[What this task involves]:
Could you edit the rows below so that every "drop" reads "place" and nothing else changes?

—————

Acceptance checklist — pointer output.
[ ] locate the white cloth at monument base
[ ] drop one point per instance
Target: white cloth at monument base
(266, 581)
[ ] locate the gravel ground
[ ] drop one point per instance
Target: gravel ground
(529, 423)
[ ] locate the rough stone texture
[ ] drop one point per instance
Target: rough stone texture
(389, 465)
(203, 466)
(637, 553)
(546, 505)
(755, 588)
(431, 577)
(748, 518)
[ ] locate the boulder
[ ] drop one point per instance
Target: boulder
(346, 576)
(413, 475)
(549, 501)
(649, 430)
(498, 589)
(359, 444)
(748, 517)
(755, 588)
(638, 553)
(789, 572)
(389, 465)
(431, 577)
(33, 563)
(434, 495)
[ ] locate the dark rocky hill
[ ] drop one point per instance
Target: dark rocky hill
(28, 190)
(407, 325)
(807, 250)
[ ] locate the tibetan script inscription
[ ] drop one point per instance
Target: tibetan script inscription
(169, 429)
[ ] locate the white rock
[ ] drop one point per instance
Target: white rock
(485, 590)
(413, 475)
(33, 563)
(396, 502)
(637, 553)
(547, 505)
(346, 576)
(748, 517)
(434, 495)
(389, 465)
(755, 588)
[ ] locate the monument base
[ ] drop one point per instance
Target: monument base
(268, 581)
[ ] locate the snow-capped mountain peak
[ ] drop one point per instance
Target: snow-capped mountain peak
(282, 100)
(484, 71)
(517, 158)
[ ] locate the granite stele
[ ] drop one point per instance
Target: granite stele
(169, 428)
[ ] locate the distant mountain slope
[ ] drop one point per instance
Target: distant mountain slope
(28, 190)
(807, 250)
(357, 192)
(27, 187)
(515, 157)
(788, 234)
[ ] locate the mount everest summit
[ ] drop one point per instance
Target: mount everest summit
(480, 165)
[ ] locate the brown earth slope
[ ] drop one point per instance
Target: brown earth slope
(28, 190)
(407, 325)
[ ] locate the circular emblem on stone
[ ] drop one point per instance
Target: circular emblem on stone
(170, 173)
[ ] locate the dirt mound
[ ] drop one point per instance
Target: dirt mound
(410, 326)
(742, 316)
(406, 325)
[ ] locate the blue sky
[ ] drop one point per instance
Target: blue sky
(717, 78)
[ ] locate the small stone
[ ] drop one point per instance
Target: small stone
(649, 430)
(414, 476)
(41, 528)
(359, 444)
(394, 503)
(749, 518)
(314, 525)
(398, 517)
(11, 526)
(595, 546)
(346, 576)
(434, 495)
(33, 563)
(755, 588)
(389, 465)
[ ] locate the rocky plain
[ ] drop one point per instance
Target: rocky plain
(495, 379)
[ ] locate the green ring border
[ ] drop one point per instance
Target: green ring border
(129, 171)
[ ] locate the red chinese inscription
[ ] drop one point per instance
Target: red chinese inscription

—————

[Response to this exercise]:
Acceptance checklist — pointer output.
[ ] locate the white cloth at monument base
[ ] place one point per instance
Target: white cloth at monument base
(266, 581)
[ ] locate the gravel ground
[ ] place one point per instance
Target: gravel ground
(529, 423)
[ ] locate the rough stone texture
[ ] place one point per instance
Target: rough stone texture
(389, 465)
(203, 466)
(637, 553)
(546, 505)
(755, 588)
(431, 577)
(748, 518)
[ ] locate the boulder
[ ] place one point per instance
Target: boulder
(346, 576)
(413, 475)
(549, 501)
(649, 430)
(498, 589)
(359, 444)
(748, 517)
(755, 588)
(638, 553)
(789, 572)
(389, 465)
(431, 577)
(33, 563)
(434, 495)
[ ] locate the dark rocky hill
[ ] place one point per instance
Target: dark rocky hill
(28, 190)
(407, 325)
(807, 250)
[ ] locate the tibetan script inscription
[ ] place one point per instance
Target: tibetan script inscription
(169, 429)
[ ] locate the white rock
[ ] place one point per instance
Target: white rock
(485, 590)
(413, 475)
(33, 563)
(396, 502)
(637, 553)
(547, 505)
(346, 576)
(748, 517)
(434, 495)
(389, 465)
(755, 588)
[ ] locate the monument base
[ ] place one point per instance
Target: monument base
(268, 581)
[ ] locate the snow-capped mountain peak
[ ] place one point per instance
Target: snow-capped mountain peak
(282, 100)
(484, 71)
(517, 158)
[ ] locate the granite stele
[ ] place one point per instance
Target: granite stele
(169, 428)
[ ] locate the distant mountain slope
[ ] place one point per instance
Target: distant mountain slope
(28, 190)
(807, 250)
(357, 192)
(27, 187)
(515, 157)
(788, 234)
[ ] locate the mount everest summit
[ ] place one point per instance
Target: mount everest summit
(480, 165)
[ ] locate the brown earth slope
[ ] place one point per instance
Target: brown earth slope
(28, 190)
(407, 325)
[ ] locate the circular emblem on stone
[ ] place one point per instance
Target: circular emblem on stone
(170, 173)
[ ] locate the dirt mound
[ ] place one point per instance
Target: dirt mound
(410, 326)
(742, 316)
(406, 325)
[ ] locate the blue sky
[ ] place one point per instance
Target: blue sky
(717, 78)
[ ] locate the small stone
[ ] place one point per instance
Target: small stone
(649, 430)
(414, 476)
(41, 528)
(359, 444)
(394, 503)
(749, 518)
(314, 525)
(398, 517)
(11, 526)
(595, 546)
(346, 576)
(434, 495)
(33, 563)
(755, 588)
(389, 465)
[ ] locate the rocky plain
[ ] place one point per instance
Target: rocky plain
(495, 379)
[ ] locate the green ring border
[ ] place one point per instance
Target: green ring border
(129, 171)
[ ] locate the red chinese inscription
[ ] place one point per instance
Target: red chinese inscription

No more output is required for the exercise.